■ Selected passage:
(begin)

This action by the policy owner signals the insurance company to pay itself out from the remaining cash values (not the death benefit) leaving the policy owner to pay the tax on all the gains with the remaining money, which may or not be there if you stripped all of your capital base by never paying off any policy loans. Of course, if you surrender the policy at a time when you know you have not surpassed the cost basis there will be no tax due. Additionally, if you surrender the policy with a hefty capital base enough to pay off the policy loans and still have enough cash value left over to pay the tax then it’s pretty much a wash.

The other common mistake is made when a policy owner believes he can no longer make the premium payments on the policy to keep it in force, therefore allowing the policy to lapse. If you are having problems making the premium payments all you have to do is restructure the policy so that some of the policy’s working parts, such as PUAs, death benefit, or dividends are partially surrendered or directed in such a way to make sure the premium payments are continuously made and this will keep the policy in force until your death, which is the main goal of this strategy.

Everyone who practices IBC must know about the potential tax problems caused by policy surrenders and the available premium payment restructures available in all dividend paying Whole Life insurance polices obtained from a mutual or a mutual holding company. This knowledge is a must. But as I’ve stressed, so long as you are playing “honest banker with yourself ” and paying down your outstanding policy loans according to a schedule, then you will never get into dangerous waters.

(end)

■ Dataset records:
(begin)

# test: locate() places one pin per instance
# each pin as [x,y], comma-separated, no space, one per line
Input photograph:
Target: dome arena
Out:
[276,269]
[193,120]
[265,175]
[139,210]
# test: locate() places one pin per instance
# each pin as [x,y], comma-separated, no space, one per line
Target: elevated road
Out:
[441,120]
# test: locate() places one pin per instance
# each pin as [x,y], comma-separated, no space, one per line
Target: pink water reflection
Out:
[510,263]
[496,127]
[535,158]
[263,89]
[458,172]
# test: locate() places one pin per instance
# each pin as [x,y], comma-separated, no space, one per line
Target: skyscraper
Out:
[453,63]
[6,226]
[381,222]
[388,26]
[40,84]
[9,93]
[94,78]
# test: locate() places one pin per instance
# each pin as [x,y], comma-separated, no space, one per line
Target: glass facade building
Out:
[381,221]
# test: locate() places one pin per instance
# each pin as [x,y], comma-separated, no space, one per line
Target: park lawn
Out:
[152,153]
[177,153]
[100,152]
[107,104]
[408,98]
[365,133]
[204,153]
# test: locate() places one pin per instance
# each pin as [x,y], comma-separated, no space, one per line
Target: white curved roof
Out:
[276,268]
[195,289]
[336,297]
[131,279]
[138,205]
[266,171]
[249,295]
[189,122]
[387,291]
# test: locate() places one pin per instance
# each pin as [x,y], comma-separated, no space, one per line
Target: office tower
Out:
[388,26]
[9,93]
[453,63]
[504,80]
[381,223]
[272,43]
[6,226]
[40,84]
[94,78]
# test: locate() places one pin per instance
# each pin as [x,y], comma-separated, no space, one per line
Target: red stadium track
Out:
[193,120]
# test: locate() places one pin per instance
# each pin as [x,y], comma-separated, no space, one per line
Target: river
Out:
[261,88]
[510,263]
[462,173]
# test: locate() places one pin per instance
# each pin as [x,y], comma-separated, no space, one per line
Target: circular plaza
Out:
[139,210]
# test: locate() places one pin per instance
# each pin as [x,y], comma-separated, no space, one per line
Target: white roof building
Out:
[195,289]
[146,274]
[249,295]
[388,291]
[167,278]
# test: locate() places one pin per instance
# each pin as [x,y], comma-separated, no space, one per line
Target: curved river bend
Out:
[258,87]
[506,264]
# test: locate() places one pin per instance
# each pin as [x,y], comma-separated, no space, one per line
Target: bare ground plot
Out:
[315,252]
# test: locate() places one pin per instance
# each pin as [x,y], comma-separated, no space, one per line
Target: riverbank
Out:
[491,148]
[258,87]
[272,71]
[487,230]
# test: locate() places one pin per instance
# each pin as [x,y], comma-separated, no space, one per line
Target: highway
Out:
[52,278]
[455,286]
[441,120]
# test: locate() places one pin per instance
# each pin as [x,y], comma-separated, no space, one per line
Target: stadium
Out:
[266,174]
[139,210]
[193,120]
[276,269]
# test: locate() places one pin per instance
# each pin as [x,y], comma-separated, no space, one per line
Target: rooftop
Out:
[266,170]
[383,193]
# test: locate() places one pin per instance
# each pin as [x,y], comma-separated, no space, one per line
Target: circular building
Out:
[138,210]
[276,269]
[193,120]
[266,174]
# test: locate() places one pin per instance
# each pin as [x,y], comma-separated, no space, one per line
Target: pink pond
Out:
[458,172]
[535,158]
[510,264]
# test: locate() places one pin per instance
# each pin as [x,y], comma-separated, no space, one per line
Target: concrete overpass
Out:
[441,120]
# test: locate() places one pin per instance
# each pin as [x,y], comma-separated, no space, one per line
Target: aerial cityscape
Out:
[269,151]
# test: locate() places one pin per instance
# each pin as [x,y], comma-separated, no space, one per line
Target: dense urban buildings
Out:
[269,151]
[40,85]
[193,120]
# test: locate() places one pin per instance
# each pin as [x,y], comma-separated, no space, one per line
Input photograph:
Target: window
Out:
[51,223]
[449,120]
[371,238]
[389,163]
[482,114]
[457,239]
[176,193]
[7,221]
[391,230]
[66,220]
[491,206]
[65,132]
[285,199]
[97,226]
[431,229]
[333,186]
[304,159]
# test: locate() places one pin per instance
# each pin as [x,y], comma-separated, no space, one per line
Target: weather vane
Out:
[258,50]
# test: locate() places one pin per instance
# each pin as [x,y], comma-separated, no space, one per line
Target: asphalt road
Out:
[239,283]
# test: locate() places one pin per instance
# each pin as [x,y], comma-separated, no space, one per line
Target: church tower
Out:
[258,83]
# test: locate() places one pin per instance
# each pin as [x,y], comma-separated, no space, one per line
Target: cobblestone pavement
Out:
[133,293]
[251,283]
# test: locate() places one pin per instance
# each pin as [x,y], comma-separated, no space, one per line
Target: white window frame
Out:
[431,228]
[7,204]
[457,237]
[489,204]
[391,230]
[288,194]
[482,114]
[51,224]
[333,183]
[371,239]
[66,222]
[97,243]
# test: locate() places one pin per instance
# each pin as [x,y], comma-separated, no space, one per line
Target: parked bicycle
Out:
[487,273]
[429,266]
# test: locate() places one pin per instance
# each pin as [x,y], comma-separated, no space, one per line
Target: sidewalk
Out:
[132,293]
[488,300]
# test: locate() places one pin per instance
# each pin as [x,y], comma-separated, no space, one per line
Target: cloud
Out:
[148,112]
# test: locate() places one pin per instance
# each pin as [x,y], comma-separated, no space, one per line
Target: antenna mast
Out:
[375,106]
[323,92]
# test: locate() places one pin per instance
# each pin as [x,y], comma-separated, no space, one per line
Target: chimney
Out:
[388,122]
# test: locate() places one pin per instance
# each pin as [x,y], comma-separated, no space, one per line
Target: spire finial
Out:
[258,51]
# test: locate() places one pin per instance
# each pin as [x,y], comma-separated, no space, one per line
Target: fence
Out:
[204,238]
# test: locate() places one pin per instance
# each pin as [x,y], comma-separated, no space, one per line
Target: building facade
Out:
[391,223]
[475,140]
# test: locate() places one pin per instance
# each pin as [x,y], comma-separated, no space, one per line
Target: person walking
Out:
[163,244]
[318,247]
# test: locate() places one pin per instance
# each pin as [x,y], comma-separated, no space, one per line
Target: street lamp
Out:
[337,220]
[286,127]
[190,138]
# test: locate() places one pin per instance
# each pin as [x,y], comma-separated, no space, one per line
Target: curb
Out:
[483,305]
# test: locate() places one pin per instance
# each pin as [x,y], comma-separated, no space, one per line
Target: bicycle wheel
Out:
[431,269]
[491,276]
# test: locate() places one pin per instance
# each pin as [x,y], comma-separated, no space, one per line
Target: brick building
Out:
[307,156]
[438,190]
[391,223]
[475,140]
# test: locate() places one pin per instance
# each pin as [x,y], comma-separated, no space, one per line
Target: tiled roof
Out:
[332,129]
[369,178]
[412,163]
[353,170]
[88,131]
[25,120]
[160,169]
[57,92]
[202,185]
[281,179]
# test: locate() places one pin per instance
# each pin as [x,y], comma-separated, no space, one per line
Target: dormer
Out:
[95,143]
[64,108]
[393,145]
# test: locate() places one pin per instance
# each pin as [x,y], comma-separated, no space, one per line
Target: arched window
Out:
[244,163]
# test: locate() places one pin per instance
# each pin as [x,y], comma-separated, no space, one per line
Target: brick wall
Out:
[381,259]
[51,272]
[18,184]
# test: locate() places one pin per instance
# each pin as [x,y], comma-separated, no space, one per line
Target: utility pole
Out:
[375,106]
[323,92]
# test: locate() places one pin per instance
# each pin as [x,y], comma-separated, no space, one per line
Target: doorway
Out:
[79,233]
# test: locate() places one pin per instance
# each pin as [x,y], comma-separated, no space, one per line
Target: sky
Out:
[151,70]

(end)

■ Problem set:
[1] Quote the part of the insurance passage that opens with the words containing “The other common” and closes with “of this strategy.”.
[2] How many lines of the entries contain the string “curved”, with case taken into account? Reply with the number alone.
The insurance passage and the entries were drawn from unrelated sources.

■ Full solutions:
[1]
The other common mistake is made when a policy owner believes he can no longer make the premium payments on the policy to keep it in force, therefore allowing the policy to lapse. If you are having problems making the premium payments all you have to do is restructure the policy so that some of the policy’s working parts, such as PUAs, death benefit, or dividends are partially surrendered or directed in such a way to make sure the premium payments are continuously made and this will keep the policy in force until your death, which is the main goal of this strategy.

[2] 2